## TO DO
Copy out the article about Patrycia Rzechowka from "The film follows" to "director Kelly Wolfert.", substituting "exhaustion" for "burnout".

## SELECTED TEXT

──────────────────────────────

Seven years ago, Patrycia Rzechowka was diagnosed with multiple sclerosis. Every year since, she has taken part in the MS Bike Tour from Leduc to Camrose and is on track to raise a cumulative $100,000 by the end of 2019.

Rzechowka never meant to become a role model for the community.

“I just wanted to make a difference. I just wanted to fight for myself so I didn’t feel like I was giving up,” she says.

She used to think, “If my face is on TV one day, and someone just got diagnosed with MS disease, (they’ll know) they can reach out to me and know that they’re not alone.”

But a recent project hasn’t just landed her on TV: Rzechowka is headed to the big screen as the subject of a 22-minute documentary called MS’ed With The Wrong Girl.

The film follows Rzechowka as she completes the 2018 MS bike tour, offering insight to the mental endurance that pushes the young woman through long days of work, advocacy, and chronic fatigue or other MS symptoms.

“The story shifted from that being a super successful way to live your day, to what are the drawbacks that could happen from that? What is the balancing act you have to do? If you stay that busy, is there burnout?” explained Edmonton-based film director Kelly Wolfert.

“It’s a hero story—but what’s the cost to the hero?”

Rzechowka was diagnosed with multiple sclerosis in 2012 after she briefly lost vision in her left eye.

The film’s title borrows from a personal motto she had tattooed on her thigh shortly after: “You MS’ed with the wrong girl.”

“In the event if I do ever end up in a wheelchair,” Rzechowka told CTV News Edmonton, “on the tough days I’ll be able to look down and be like, no, I’ve still got this.”

The tough days weren’t hidden from the documentary cameras, however. Instead, the struggles Rzechowka normally hides from loved ones are central to the storyline.  

“I don’t want anything to come across as ‘woe is me’. But at the same time, I think people seeing the struggles is what is going to be the most meaningful,” Rzechowka said.

“(MS) is invisible otherwise.”

Wolfert observed, “She has a grace about her, but there’s the juxtaposition of being so feisty. And I think that that’s the part of her personality that she really dips into to be able to battle the symptoms that she has with MS.”

“For the most part, people don’t know the battle that goes on.”

MS’ed with the Wrong Girlwill premiere June 25 at The Rec Room at South Edmonton Common. Details and tickets can be found online. A portion of the event’s proceeds will be donated to the Multiple Sclerosis Society of Canada.

The film will later be available on StoryHive.com starting July 15.

Multiple sclerosis has been called Canada’s disease, as Canada has one of the highest rates of diagnosis in the world. An estimated one in 385 Canadians lives with the auto-immune disease.

──────────────────────────────

## GIVEN DATA
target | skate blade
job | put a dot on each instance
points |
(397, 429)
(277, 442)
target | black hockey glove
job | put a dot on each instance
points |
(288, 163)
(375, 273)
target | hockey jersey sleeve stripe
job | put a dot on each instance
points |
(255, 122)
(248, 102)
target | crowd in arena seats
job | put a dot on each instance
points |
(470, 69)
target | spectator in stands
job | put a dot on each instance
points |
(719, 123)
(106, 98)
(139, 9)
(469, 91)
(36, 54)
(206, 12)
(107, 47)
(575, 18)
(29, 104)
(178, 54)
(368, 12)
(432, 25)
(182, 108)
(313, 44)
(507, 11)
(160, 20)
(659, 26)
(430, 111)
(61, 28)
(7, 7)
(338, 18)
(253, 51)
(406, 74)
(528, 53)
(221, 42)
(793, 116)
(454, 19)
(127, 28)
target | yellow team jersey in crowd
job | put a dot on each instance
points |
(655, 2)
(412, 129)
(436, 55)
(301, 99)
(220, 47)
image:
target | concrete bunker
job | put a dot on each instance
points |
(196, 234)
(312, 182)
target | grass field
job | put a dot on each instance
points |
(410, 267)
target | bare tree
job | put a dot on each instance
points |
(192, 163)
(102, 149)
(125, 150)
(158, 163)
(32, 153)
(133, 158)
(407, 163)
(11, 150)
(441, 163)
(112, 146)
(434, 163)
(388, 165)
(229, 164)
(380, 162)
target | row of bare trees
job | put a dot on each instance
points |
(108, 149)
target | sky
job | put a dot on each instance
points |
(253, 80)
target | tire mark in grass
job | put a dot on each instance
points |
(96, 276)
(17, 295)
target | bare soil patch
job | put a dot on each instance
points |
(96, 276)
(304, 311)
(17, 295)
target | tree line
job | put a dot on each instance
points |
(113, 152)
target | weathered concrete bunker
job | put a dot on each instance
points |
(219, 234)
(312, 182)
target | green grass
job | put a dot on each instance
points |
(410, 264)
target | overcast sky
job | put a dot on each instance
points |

──────────────────────────────

## WRITTEN REPLY
The film follows Rzechowka as she completes the 2018 MS bike tour, offering insight to the mental endurance that pushes the young woman through long days of work, advocacy, and chronic fatigue or other MS symptoms.

“The story shifted from that being a super successful way to live your day, to what are the drawbacks that could happen from that? What is the balancing act you have to do? If you stay that busy, is there exhaustion?” explained Edmonton-based film director Kelly Wolfert.